What you will do:
The string "instance" appears in some lines of the entries that follow; copy each such line.

┌──

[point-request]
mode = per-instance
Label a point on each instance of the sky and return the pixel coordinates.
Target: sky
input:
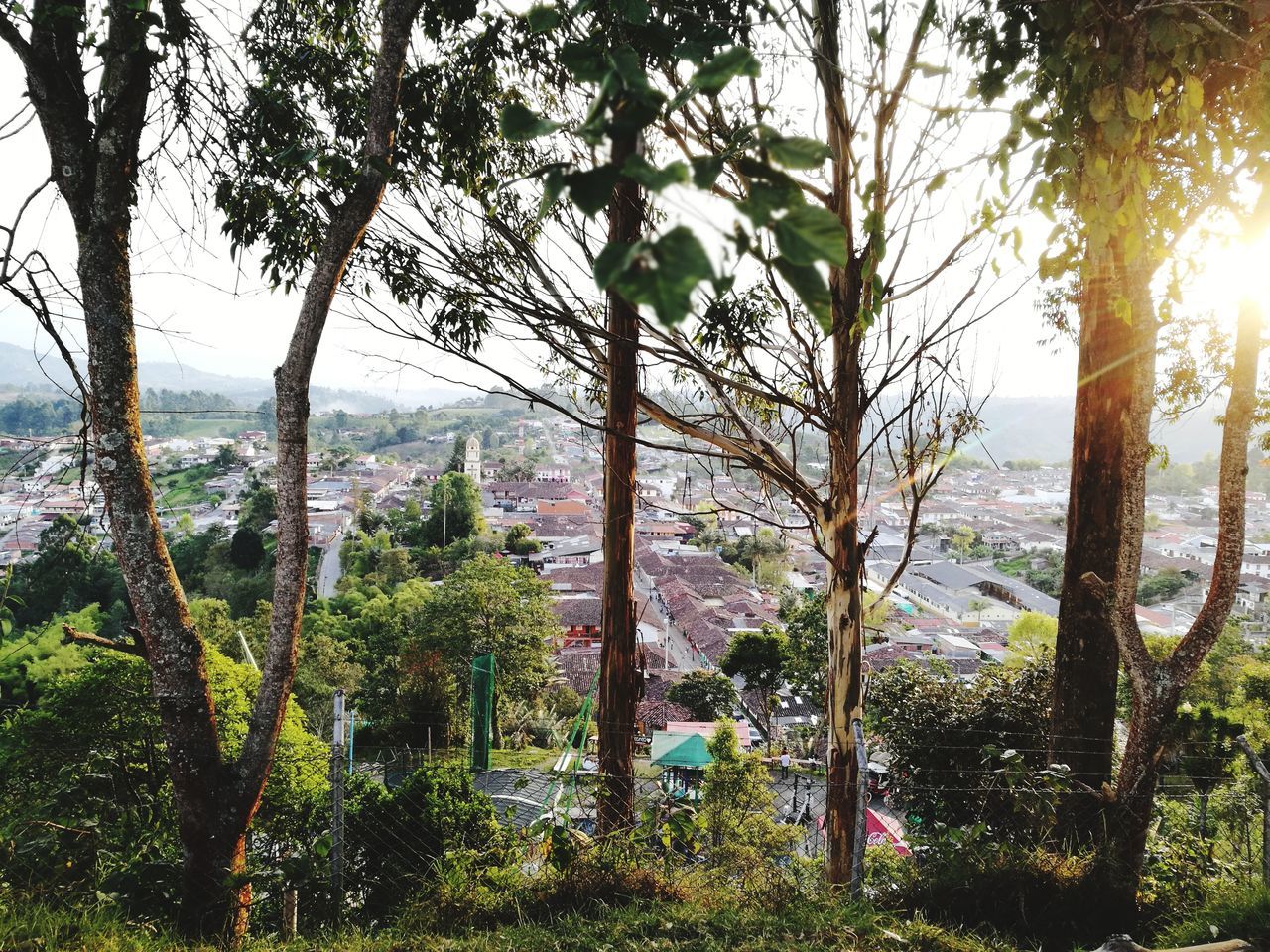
(202, 309)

└──

Solution to the exercise:
mode = per-instance
Label a point on each instance of the sky and return the pixel coordinates.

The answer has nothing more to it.